_What to do:_
a: List every reader the San Francisco excerpt names as featured in the RADAR Reading Series.
b: Print the passage of the San Francisco excerpt from "I went downtstairs" to "in the air.".
c: In the San Francisco excerpt, condense the paragraph beginning "RADAR Reading Series featured" into two sentences that keep its main facts.
#### Selected extract
By "no one cares" I mean, if I wanted to leave the house wearing a hot pink tutu and a tank top that reads "I like to kiss girls (and boys too)" no one would care. I can openly give affection to my current partner and know that while I might get some attention, but more likely the beautiful drag queen at the other end of the bar is getting more attention than me. And this is not meaning to sound stereotypical. There are plenty of just "regular" mainstream people here. Although I do find myself longing to either cut my hair, pierce my nose or tattoo something on my wrists.

After our apartment hunting excursion, we found the loveliest place in San Francisco, situated in a quiet off-street in the Lower Haight. The online maps were such a success, I've begun to create a map for all my excursions around the various parts of the city for my Beat Poetry studies. While doing research for my map, I was referred by a friend to the RADAR Reading series. Once I checked out their website I realized that the beat writer and poet Diane di Prima was reading at the main library branch in the city. Since we had yet to move from Mountain View, I decided to face my fear of public transportation and take the CalTrain toward the city, with a quick switch onto the BART system that took me directly to the library branch holding the reading. I got there so early I had time to get some dinner, sign up for a library card and check out the poetry section. I breathed a sign of relief to realize it was quiet extensive and that I would not have buy too many additional books for my study.

I went downtstairs for the reading about 10 minutes before it was set to begin. There were only three people there and they seemed to be the folks that organized the reading. I left, got a bottled water, used the bathroom and by the time I returned the seats were filling up. I quickly snagged a front seat and did not move from it the entire reading.

RADAR Reading Series featured Diane di Prima, Tony Tulathimutte, Mica Sigourney and Ryka Aoki, their first winner of the Eli Coppola Poetry Chapbook Prize. Diane read last. All of the readers were pretty incredible. The first thing I noticed about this reading was how prepared all of the readers were to do their writing justice through performance. Perhaps this is part of the beat movement rubbing off on them. Perhaps it seeps into the writers and poets in the air.
########
#### Data rows
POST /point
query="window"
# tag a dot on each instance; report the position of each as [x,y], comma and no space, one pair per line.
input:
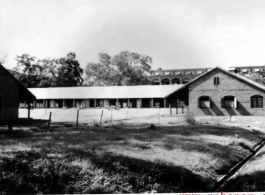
[229,102]
[216,81]
[256,101]
[204,102]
########
_Completed exercise:_
a:
Diane di Prima
Tony Tulathimutte
Mica Sigourney
Ryka Aoki

b:
I went downtstairs for the reading about 10 minutes before it was set to begin. There were only three people there and they seemed to be the folks that organized the reading. I left, got a bottled water, used the bathroom and by the time I returned the seats were filling up. I quickly snagged a front seat and did not move from it the entire reading.

RADAR Reading Series featured Diane di Prima, Tony Tulathimutte, Mica Sigourney and Ryka Aoki, their first winner of the Eli Coppola Poetry Chapbook Prize. Diane read last. All of the readers were pretty incredible. The first thing I noticed about this reading was how prepared all of the readers were to do their writing justice through performance. Perhaps this is part of the beat movement rubbing off on them. Perhaps it seeps into the writers and poets in the air.

c: The RADAR Reading Series featured Diane di Prima, who read last, along with Tony Tulathimutte, Mica Sigourney and Ryka Aoki, the series' first winner of the Eli Coppola Poetry Chapbook Prize. All the readers were impressive and well prepared to do their writing justice through performance, perhaps through the influence of the beat movement.